**YOUR TASK**
Gather every line of the listing below that contains the string "sauce", and copy each one verbatim.

**Location labeling records**
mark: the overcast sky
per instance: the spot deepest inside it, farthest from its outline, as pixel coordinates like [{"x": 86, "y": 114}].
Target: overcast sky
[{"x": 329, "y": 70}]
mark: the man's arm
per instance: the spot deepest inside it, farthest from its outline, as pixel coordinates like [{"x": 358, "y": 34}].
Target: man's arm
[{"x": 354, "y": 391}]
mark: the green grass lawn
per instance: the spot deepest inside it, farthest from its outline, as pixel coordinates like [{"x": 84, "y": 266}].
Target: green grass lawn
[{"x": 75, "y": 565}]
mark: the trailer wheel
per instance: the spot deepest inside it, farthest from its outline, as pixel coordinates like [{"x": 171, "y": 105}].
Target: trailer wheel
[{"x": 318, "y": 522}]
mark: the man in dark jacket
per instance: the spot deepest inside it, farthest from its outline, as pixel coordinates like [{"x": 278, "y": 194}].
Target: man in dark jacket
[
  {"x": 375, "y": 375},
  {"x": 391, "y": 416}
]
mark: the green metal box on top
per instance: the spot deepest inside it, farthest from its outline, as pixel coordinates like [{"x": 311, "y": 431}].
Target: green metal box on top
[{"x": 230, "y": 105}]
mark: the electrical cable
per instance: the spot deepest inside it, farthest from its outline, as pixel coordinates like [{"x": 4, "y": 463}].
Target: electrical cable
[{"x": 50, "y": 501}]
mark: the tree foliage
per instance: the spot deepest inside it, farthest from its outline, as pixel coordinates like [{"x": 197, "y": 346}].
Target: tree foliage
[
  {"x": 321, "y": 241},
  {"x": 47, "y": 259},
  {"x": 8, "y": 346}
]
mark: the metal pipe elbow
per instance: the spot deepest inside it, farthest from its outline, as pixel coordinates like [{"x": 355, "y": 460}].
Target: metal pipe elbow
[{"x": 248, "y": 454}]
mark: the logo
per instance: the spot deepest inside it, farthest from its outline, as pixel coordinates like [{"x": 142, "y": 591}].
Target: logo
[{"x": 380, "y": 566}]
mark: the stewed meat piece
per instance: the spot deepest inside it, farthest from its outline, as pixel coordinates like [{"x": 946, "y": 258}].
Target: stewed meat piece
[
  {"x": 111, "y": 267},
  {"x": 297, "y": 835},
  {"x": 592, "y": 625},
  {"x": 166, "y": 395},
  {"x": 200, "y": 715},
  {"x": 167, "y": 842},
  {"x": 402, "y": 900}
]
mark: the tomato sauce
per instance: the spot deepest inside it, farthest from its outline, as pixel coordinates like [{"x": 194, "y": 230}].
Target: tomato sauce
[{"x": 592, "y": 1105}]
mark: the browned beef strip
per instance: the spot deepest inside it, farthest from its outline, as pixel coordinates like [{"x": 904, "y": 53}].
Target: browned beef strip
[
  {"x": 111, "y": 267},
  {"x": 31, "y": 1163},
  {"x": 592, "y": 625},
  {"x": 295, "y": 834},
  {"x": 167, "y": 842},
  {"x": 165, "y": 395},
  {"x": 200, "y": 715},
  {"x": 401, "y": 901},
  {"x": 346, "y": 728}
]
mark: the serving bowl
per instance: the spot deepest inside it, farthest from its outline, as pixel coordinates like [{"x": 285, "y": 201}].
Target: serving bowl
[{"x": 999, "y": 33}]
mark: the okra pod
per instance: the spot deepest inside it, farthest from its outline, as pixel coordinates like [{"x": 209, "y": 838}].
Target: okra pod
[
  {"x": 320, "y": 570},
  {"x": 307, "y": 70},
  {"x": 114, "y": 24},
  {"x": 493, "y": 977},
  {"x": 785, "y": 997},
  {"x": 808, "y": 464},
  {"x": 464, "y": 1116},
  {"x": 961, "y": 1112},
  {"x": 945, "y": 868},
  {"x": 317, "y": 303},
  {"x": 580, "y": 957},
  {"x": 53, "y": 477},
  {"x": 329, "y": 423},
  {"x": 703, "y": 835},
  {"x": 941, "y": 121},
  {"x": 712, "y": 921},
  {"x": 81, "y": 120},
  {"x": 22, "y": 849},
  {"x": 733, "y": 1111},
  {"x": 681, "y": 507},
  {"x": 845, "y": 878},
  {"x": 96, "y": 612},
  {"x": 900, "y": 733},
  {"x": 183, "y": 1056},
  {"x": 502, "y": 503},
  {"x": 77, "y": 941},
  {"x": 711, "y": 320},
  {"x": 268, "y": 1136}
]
==
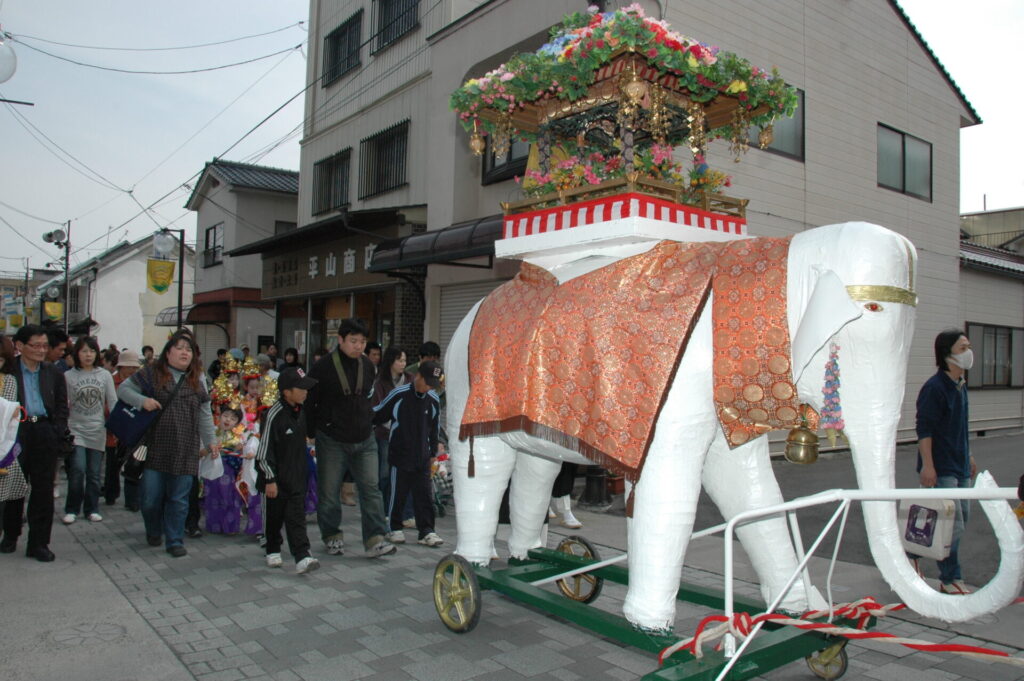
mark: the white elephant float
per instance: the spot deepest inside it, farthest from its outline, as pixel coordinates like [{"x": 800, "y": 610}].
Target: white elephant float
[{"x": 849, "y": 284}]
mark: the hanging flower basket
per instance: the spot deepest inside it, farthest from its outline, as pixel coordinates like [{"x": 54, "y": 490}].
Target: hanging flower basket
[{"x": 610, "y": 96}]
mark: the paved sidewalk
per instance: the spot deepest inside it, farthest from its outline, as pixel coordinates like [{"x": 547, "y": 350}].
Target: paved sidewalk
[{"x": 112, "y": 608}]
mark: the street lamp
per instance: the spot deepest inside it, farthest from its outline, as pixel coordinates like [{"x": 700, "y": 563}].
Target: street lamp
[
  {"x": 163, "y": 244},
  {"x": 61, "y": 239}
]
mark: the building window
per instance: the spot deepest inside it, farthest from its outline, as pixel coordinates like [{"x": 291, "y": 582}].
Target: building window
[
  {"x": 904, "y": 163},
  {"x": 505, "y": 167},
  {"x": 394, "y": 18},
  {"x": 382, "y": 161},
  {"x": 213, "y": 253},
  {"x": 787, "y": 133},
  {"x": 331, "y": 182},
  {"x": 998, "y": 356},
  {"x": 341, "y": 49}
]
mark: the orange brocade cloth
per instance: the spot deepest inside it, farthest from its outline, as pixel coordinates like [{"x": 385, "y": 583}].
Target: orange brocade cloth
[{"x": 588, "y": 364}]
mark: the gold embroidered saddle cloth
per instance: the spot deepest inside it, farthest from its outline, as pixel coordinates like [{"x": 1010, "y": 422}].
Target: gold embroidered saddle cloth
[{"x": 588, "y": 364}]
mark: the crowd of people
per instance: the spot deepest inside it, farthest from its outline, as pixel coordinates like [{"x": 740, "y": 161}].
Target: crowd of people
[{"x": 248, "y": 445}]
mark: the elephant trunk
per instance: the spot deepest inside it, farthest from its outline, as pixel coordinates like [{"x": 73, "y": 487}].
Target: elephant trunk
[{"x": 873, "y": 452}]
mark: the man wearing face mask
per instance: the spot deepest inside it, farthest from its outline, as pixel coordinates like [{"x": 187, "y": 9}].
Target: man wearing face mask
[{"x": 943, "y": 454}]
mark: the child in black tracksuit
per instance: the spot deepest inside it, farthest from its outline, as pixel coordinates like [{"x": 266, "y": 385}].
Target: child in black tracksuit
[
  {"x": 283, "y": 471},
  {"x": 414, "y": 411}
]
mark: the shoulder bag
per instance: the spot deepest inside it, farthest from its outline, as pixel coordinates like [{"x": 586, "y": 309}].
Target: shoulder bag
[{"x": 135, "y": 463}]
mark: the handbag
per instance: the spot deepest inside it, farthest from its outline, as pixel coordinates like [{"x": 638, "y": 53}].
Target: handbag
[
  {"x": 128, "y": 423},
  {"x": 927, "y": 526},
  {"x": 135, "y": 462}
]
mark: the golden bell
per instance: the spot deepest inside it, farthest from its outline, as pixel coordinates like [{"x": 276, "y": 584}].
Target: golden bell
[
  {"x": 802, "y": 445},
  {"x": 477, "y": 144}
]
==
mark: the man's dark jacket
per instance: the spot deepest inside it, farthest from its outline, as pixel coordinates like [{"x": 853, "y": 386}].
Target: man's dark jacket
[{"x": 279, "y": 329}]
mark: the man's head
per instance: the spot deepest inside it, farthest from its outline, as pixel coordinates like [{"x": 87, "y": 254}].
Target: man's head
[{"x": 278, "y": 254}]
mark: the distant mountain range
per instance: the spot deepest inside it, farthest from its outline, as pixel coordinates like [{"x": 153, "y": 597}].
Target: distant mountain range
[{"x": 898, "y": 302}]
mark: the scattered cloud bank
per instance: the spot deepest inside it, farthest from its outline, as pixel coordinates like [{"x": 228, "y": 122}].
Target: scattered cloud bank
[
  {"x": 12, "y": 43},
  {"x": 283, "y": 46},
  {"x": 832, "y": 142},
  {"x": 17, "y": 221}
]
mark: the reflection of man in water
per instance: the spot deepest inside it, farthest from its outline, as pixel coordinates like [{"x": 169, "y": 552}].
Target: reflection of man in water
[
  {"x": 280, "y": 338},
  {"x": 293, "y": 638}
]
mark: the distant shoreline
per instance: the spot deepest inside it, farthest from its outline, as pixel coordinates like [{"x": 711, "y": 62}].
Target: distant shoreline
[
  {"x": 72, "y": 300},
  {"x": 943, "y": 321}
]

**FINISHED ANSWER**
mark: the tomato sauce
Target: tomato sauce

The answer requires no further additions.